● Problem to work on: Word for word, copy every line of the data.
· · · ·
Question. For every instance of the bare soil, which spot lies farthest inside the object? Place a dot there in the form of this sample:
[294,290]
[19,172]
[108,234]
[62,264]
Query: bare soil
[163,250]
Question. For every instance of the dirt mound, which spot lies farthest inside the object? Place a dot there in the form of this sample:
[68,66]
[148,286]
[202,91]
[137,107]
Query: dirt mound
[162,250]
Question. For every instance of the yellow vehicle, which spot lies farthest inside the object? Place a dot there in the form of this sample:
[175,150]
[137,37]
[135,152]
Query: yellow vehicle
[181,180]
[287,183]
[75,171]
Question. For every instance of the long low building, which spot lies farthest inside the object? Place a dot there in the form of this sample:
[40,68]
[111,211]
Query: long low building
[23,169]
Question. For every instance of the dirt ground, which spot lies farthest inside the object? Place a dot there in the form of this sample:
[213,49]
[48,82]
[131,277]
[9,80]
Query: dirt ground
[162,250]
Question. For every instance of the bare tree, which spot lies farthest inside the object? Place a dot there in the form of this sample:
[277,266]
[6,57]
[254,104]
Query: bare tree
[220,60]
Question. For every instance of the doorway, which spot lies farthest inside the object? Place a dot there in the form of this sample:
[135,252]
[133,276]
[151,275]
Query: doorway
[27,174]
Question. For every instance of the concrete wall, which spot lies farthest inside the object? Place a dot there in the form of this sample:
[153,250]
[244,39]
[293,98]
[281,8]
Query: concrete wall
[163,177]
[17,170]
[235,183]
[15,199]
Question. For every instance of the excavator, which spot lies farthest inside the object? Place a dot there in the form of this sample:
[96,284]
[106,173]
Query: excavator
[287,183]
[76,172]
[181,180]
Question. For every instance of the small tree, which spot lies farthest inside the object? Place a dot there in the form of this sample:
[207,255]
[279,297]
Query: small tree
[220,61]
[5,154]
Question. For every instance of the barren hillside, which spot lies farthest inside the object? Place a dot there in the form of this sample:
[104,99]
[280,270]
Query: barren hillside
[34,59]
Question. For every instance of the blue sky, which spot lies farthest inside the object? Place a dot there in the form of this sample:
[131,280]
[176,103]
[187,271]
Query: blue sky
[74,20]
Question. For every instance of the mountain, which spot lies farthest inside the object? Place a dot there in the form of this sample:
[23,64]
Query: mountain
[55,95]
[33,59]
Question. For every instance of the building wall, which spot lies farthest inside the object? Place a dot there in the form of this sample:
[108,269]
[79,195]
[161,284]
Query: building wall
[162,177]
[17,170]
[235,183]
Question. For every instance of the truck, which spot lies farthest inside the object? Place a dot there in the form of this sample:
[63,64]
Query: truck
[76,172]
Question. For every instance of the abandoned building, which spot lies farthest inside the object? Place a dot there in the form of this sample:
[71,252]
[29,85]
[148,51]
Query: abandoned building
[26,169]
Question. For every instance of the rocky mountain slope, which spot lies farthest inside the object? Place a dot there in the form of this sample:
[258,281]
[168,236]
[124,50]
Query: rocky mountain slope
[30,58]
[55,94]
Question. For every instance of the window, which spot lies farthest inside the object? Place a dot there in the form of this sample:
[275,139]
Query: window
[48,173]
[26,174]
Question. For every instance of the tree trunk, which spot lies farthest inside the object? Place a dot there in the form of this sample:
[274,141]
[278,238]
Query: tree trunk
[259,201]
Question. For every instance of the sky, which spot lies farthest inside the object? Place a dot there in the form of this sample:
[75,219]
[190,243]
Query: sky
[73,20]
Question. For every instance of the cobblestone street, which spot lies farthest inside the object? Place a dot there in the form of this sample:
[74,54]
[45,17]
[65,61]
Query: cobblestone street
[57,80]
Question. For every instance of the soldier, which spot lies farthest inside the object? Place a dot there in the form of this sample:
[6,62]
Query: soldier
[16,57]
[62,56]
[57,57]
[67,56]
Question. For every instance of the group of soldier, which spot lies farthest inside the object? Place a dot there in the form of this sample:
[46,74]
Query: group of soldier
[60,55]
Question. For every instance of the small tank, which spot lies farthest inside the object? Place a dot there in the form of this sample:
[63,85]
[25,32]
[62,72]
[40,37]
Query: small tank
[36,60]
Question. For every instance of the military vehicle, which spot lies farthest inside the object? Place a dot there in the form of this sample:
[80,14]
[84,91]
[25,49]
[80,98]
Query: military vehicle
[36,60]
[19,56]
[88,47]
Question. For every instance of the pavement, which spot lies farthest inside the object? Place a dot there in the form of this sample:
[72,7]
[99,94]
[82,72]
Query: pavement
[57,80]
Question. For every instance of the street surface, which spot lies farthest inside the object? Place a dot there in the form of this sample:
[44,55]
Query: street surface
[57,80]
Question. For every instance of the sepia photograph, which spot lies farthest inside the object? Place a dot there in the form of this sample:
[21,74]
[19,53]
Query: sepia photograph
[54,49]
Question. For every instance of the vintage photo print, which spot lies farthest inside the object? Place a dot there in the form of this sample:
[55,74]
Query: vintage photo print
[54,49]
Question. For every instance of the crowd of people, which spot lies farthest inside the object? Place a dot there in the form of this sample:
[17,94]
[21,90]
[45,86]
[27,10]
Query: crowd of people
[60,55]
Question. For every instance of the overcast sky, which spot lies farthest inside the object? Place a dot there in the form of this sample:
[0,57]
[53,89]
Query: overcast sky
· · · ·
● Response:
Question. For every instance of the bare soil, which spot lies farthest inside the object? Place a dot there in the form of this sample:
[294,290]
[19,172]
[108,234]
[62,264]
Query: bare soil
[163,250]
Question. For every instance of the dirt mound, which spot lies farthest inside the object? Place a dot there in the form of this sample:
[68,66]
[148,286]
[202,91]
[137,107]
Query: dirt mound
[162,250]
Question. For every instance of the yellow vehicle, which spot lies farthest inside the object? Place a dot there in the form of this sample:
[175,150]
[137,37]
[135,152]
Query: yellow vehicle
[181,180]
[287,183]
[75,171]
Question. For every instance of the long low building, which spot lies farthest inside the object? Place a dot there in the form of this sample:
[40,68]
[111,211]
Query: long low building
[23,169]
Question. For every instance of the dirt ground, which spot lies farthest inside the object? Place a dot there in the form of this sample:
[213,49]
[48,82]
[131,277]
[9,80]
Query: dirt ground
[162,250]
Question. For every instance of the bare tree, which spot lies farthest inside the object? Place a dot there in the form of this sample:
[277,266]
[6,57]
[254,104]
Query: bare tree
[220,60]
Question. For every instance of the doorway, which spot lies farthest inside the object? Place a dot there in the form of this sample:
[135,252]
[133,276]
[151,275]
Query: doorway
[27,174]
Question. For every instance of the concrete wall, which spot lies farthest inside the object? Place a dot there in the form of this sample:
[153,250]
[244,39]
[293,98]
[281,8]
Query: concrete wall
[163,177]
[17,170]
[235,183]
[15,199]
Question. For every instance of the excavator, which spot lies farthest inside the object? Place a dot there in the form of this sample:
[96,284]
[106,173]
Query: excavator
[287,183]
[76,172]
[181,180]
Question. For every instance of the small tree, which spot lies farthest inside the object? Place a dot there in the form of this sample:
[207,255]
[279,297]
Query: small tree
[220,61]
[5,154]
Question. For every instance of the barren hillside, which spot lies farthest inside the object? Place a dot there in the form of this sample:
[104,99]
[280,270]
Query: barren hillside
[34,59]
Question. For every instance of the blue sky, which spot lies farthest inside the object? Place a dot there in the form of this sample:
[131,280]
[176,103]
[187,271]
Query: blue sky
[74,20]
Question. For every instance of the mountain, which spot lies farthest inside the object? Place a dot there in the form of this sample:
[23,64]
Query: mountain
[55,95]
[33,59]
Question. For every instance of the building wall, which spot lies farthest inside the object? Place a dot there in the form of this sample:
[108,269]
[79,195]
[161,284]
Query: building wall
[162,177]
[17,170]
[235,183]
Question. For every instance of the truck, which spot lies farthest inside the object? Place a dot there in the form of this sample:
[63,64]
Query: truck
[76,172]
Question. For every instance of the abandoned building, which spot lies farthest inside the object? Place a dot there in the form of this sample:
[71,252]
[29,85]
[148,51]
Query: abandoned building
[26,169]
Question. For every instance of the rocky mountain slope, which spot lies farthest inside the object? Place a dot there in the form of this sample:
[258,281]
[168,236]
[124,50]
Query: rocky mountain slope
[30,58]
[55,94]
Question. For every instance of the window, which spot lies farthest inside the object? Place a dot there in the form of this sample:
[275,139]
Query: window
[48,173]
[26,174]
Question. For every instance of the tree trunk, which spot lies farthest inside the object? Place a dot there in the form of this sample:
[274,141]
[278,238]
Query: tree trunk
[259,201]
Question. For every instance of the sky, which spot lies farthest inside the object? Place a dot there in the form of this sample:
[75,219]
[190,243]
Query: sky
[73,20]
Question. For every instance of the cobblestone street, which spot lies farthest inside the object? Place a dot there in the form of this sample:
[74,54]
[45,17]
[65,61]
Query: cobblestone street
[57,80]
Question. For every instance of the soldier, which spot lies farthest inside the object? Place a dot there in the form of this sample:
[6,62]
Query: soldier
[16,57]
[62,56]
[57,57]
[67,56]
Question. For every instance of the group of soldier, which spot lies farthest inside the object? Place a dot there in the form of this sample:
[46,74]
Query: group of soldier
[60,55]
Question. For every instance of the small tank, which spot lies farthest inside the object? Place a dot there in the form of this sample:
[63,85]
[25,32]
[62,72]
[40,37]
Query: small tank
[36,60]
Question. For every instance of the military vehicle, which spot lies farthest inside the object? Place a dot there in the form of this sample:
[80,14]
[84,91]
[25,49]
[80,98]
Query: military vehicle
[36,60]
[19,56]
[88,47]
Question. For every instance of the pavement, which spot lies farthest inside the object? Place a dot there in the form of this sample:
[72,7]
[99,94]
[82,72]
Query: pavement
[57,80]
Question. For every instance of the street surface, which spot lies farthest inside the object? Place a dot there in the form of this sample:
[44,55]
Query: street surface
[57,80]
Question. For every instance of the sepia photograph, which spot lies farthest inside the object? Place a dot there in the form of this sample:
[21,74]
[19,53]
Query: sepia photograph
[54,49]
Question. For every instance of the vintage photo print, which spot lies farthest inside the object? Place a dot there in the form of this sample:
[55,74]
Query: vintage photo print
[54,49]
Question. For every instance of the crowd of people, which spot lies farthest inside the object? Place a dot there in the form of this sample:
[17,94]
[21,90]
[45,86]
[27,10]
Query: crowd of people
[60,55]
Question. For every instance of the overcast sky, which spot lies farthest inside the object? Place a dot there in the form of this sample:
[0,57]
[53,89]
Query: overcast sky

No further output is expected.